__Instructions for the task__
Please rewrite the material from the line containing "OBJECT_QUERY: distant treeline" through the end of the material, keeping every line, and shift each bounding-box coordinate in the detection results up by 57. Leave the sample coordinates in the output format lines unchanged.

---- Exercise materials

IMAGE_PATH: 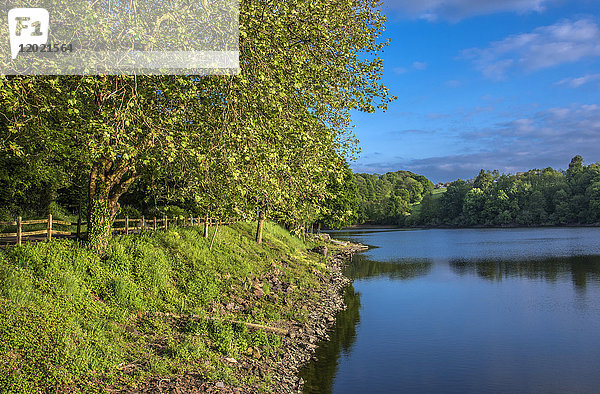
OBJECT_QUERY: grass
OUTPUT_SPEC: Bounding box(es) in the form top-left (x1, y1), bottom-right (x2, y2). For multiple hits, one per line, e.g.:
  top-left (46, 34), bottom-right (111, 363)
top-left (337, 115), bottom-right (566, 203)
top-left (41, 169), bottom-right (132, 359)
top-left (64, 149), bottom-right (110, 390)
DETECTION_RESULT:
top-left (0, 223), bottom-right (326, 392)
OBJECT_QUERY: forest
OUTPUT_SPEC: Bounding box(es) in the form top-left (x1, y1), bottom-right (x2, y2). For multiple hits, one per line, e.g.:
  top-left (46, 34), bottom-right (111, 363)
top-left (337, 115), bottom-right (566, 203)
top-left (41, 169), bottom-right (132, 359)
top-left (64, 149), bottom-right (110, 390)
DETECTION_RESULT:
top-left (349, 155), bottom-right (600, 227)
top-left (411, 155), bottom-right (600, 226)
top-left (0, 0), bottom-right (394, 250)
top-left (353, 171), bottom-right (433, 225)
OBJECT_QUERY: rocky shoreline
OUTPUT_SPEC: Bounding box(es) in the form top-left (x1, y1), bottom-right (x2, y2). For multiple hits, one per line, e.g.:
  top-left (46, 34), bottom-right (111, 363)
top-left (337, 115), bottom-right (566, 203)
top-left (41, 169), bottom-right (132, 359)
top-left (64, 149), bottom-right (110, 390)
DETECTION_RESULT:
top-left (130, 237), bottom-right (367, 394)
top-left (274, 243), bottom-right (366, 393)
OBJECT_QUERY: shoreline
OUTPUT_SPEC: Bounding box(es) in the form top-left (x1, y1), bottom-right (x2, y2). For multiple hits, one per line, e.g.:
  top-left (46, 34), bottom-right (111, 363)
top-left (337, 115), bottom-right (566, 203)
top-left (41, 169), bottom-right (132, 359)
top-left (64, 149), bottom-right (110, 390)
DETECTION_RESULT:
top-left (338, 223), bottom-right (600, 231)
top-left (132, 239), bottom-right (368, 394)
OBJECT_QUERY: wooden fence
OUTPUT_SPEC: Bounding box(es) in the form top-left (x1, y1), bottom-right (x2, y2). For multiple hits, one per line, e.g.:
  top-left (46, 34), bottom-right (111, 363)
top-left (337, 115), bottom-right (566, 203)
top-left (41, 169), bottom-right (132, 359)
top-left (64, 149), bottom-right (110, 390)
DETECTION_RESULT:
top-left (0, 215), bottom-right (236, 246)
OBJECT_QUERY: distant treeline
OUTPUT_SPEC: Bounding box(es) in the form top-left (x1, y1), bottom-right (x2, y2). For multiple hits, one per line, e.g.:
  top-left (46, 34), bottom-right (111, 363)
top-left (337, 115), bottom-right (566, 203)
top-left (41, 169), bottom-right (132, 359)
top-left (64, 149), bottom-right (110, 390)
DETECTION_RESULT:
top-left (414, 156), bottom-right (600, 226)
top-left (353, 156), bottom-right (600, 227)
top-left (353, 171), bottom-right (433, 224)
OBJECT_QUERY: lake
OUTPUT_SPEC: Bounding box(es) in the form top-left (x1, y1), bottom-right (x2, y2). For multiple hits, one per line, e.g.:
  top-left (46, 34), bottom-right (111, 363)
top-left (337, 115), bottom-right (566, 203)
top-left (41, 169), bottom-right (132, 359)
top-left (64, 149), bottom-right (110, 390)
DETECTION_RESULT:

--------

__Exercise result__
OBJECT_QUERY: distant treeline
OUTPUT_SPEC: Bounding box(es) in the form top-left (x1, y1), bottom-right (x2, y2). For multiple hits, one per line, e.g.:
  top-left (46, 34), bottom-right (111, 363)
top-left (337, 115), bottom-right (566, 203)
top-left (41, 169), bottom-right (132, 359)
top-left (64, 149), bottom-right (110, 390)
DETECTION_RESULT:
top-left (471, 213), bottom-right (657, 283)
top-left (410, 213), bottom-right (657, 284)
top-left (410, 228), bottom-right (490, 281)
OBJECT_QUERY: lake
OUTPUT_SPEC: Bounding box(es) in the form top-left (x1, y1), bottom-right (x2, y2). For multiple hits, one per line, e.g.:
  top-left (46, 34), bottom-right (111, 363)
top-left (337, 115), bottom-right (566, 203)
top-left (41, 169), bottom-right (132, 359)
top-left (64, 149), bottom-right (110, 390)
DETECTION_RESULT:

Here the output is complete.